── Document text ──
Page last updated at 07:22 GMT, Thursday, 5 February 2009

Boy, 15, admits backpacker murder


Ms Aim was found criticially injured 100 metres from her home and died soon afterwards in hospital

A 15-year-old boy has pleaded guilty to murdering Scottish backpacker Karen Aim in New Zealand last year.

Jah che Te Manawa Kaha Broughton, known as Shane, will reappear in court in Rotorua for sentencing on 6 March.

Ms Aim, 26, from Orkney, died from head injuries after being attacked with a baseball bat in the resort of Taupo, following a night out, in January 2008.

Her parents, who were in court, said she had been taken from them in "one moment's madness".

Brian and Peggy Aim had travelled to New Zealand expecting to sit through a month-long trial.

After the guilty plea, Mr Aim said: "I would have been so proud to take Karen down the aisle in her wedding dress. Instead I took her down the aisle in her coffin.

Jah che Te Manawa Kaha Broughton
Jah che Te Manawa Kaha Broughton admitted the murder

"Jah che will never know how much he has taken from us in one moment's madness."

Mr Aim said that the hearing had not been as traumatic as the moment the police came to the door of his house in Holm, Orkney, to tell him his daughter had been murdered.

The court hearing was the first time Mr Aim had seen the accused.

Mr Aim said: "I guess this is all part of the process of bearing up to what has happened - a process which will be with us for the rest of our life."

He said his daughter was "very bright" and "did so much in her 26 years".

"She was snatched from us far too soon and we have to live with that," he said.

He thanked the people of New Zealand for their support and said the murder could have happened anywhere in the world.

Broughton also pleaded guilty to a charge of wounding with intent to cause grievous bodily harm in relation to a separate attack on a 17-year-old girl in Taupo 12 days earlier.

He was remanded in custody for sentencing.

Mr Aim said he intended to stay on for the sentencing.

Police search

Broughton was initially arrested in connection with a different attack, but two months later police got the breakthrough they needed to charge him with Miss Aim's murder.
───
── Material provided ──
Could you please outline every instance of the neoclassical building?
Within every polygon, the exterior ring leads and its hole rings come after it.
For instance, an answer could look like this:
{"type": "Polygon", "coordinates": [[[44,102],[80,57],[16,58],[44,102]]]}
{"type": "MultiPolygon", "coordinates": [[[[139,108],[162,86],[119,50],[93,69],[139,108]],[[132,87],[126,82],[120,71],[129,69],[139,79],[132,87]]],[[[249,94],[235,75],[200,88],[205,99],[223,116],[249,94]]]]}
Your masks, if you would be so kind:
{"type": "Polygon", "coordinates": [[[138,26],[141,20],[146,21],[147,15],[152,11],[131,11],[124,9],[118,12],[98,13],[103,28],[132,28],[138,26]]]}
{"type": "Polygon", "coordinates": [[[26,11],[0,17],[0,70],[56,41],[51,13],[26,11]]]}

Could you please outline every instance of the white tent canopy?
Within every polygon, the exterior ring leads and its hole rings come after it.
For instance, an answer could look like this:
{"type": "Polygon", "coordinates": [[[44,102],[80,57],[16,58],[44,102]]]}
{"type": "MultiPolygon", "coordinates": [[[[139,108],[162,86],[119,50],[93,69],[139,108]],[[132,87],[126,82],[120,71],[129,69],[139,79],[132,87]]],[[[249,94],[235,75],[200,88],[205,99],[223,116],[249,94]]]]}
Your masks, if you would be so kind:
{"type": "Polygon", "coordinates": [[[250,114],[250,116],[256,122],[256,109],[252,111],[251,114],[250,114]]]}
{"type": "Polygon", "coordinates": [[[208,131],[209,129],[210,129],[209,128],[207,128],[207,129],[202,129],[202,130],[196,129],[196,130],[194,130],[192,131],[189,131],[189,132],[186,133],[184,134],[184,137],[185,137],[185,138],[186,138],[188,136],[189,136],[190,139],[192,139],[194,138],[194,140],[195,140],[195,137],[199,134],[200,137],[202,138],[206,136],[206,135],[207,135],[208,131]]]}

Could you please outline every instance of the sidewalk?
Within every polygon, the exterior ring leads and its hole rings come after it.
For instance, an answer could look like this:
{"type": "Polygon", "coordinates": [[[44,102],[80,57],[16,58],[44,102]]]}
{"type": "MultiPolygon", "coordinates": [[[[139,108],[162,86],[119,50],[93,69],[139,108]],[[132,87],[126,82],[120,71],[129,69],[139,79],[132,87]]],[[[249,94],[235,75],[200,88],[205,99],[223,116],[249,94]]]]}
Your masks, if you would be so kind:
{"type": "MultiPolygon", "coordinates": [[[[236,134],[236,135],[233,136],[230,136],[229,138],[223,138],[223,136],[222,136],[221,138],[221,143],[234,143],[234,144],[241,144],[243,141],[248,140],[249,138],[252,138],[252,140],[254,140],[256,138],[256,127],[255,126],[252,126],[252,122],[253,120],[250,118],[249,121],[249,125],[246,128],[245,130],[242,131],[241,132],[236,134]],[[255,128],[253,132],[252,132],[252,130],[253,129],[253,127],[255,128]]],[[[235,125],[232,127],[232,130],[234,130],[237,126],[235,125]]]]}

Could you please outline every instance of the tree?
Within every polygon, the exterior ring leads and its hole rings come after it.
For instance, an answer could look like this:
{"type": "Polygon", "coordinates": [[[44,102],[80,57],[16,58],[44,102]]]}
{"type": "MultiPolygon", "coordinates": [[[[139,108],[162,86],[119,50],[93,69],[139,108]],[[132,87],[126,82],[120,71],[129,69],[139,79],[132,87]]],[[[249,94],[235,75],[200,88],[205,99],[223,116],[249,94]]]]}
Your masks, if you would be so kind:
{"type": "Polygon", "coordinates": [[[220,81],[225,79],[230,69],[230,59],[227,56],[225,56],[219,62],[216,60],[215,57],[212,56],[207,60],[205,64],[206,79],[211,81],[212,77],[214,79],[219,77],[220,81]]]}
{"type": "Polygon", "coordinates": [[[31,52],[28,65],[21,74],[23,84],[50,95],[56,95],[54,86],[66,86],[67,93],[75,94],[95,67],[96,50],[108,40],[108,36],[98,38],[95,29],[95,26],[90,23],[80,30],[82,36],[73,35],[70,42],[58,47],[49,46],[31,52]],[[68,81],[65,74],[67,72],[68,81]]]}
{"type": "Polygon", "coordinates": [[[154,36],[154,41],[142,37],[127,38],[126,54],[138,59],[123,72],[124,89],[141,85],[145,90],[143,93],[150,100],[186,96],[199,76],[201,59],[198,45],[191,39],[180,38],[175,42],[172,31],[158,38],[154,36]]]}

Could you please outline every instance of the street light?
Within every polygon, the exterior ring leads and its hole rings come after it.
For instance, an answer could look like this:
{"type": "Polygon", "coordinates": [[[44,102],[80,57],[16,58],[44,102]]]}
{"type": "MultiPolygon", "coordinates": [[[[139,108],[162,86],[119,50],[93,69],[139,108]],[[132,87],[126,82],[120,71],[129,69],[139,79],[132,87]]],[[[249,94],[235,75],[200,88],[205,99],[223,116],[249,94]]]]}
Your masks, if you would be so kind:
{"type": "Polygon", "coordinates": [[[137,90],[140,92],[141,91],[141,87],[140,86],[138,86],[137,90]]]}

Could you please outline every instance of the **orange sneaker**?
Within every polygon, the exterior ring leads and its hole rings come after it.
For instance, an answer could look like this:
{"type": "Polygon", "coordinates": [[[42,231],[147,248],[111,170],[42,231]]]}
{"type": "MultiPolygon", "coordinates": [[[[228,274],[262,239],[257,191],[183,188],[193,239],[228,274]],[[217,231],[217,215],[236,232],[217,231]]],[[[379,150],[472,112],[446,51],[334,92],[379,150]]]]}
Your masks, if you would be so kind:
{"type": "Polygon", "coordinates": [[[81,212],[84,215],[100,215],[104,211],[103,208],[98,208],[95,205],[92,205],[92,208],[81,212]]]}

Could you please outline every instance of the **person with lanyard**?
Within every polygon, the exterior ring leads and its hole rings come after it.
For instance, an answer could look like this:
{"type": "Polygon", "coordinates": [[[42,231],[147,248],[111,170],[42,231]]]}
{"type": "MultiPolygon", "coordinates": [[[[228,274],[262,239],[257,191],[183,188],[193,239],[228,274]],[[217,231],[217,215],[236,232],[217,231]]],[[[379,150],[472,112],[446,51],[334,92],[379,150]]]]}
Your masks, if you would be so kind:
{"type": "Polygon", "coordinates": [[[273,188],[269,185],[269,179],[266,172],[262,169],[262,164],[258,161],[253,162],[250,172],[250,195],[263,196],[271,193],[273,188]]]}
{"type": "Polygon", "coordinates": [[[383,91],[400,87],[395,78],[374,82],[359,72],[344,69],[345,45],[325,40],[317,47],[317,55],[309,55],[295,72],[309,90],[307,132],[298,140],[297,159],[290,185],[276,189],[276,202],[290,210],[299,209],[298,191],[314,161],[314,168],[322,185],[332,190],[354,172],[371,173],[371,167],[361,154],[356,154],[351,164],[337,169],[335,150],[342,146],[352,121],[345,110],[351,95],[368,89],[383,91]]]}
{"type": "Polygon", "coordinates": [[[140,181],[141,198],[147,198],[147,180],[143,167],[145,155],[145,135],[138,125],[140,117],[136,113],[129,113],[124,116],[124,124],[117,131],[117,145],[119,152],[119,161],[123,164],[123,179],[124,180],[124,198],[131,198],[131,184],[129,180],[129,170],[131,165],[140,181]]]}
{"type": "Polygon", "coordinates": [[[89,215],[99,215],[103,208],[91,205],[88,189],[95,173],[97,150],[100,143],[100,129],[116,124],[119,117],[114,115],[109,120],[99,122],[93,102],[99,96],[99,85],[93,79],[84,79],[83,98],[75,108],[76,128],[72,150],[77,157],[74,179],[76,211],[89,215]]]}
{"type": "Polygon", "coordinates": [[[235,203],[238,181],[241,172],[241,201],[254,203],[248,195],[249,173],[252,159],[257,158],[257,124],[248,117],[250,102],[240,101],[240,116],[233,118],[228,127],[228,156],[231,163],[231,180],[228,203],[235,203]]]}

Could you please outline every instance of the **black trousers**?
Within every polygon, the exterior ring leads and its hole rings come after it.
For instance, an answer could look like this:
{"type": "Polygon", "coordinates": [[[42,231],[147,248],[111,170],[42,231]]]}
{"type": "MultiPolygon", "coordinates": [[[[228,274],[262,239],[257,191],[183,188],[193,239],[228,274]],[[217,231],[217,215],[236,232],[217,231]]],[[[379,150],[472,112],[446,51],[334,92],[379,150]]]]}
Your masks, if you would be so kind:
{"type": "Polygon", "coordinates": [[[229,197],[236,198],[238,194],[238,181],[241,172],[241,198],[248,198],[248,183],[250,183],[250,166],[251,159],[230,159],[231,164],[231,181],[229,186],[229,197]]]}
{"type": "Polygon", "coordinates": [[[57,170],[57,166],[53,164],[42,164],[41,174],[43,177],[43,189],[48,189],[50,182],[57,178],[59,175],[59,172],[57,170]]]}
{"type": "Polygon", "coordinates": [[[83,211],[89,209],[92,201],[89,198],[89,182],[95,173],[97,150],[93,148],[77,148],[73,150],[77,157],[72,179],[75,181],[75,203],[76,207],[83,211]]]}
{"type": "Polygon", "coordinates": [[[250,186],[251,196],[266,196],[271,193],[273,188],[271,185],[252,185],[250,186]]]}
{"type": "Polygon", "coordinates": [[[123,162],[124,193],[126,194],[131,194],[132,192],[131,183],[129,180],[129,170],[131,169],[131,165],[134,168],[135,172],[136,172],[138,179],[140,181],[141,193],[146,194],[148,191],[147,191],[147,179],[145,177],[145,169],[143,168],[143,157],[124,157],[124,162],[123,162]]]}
───
> Work order 1
In the article on Karen Aim's murder, do these statements agree with the text? (a) Karen Aim's parents had come to New Zealand expecting a month-long trial. (b) Mr Aim said the hearing was more traumatic than the moment police came to his door. (c) Broughton will be sentenced in Taupo. Answer yes or no for each and quote the words that decide it.
> Work order 2
Copy out, word for word, everything in the article on Karen Aim's murder from "Ms Aim, 26, from" down to "in her coffin.".

> Task result 1
(a) Yes: "Brian and Peggy Aim had travelled to New Zealand expecting to sit through a month-long trial."
(b) No: "Mr Aim said that the hearing had not been as traumatic as the moment the police came to the door of his house"
(c) No: "will reappear in court in Rotorua for sentencing on 6 March."

> Task result 2
Ms Aim, 26, from Orkney, died from head injuries after being attacked with a baseball bat in the resort of Taupo, following a night out, in January 2008.

Her parents, who were in court, said she had been taken from them in "one moment's madness".

Brian and Peggy Aim had travelled to New Zealand expecting to sit through a month-long trial.

After the guilty plea, Mr Aim said: "I would have been so proud to take Karen down the aisle in her wedding dress. Instead I took her down the aisle in her coffin.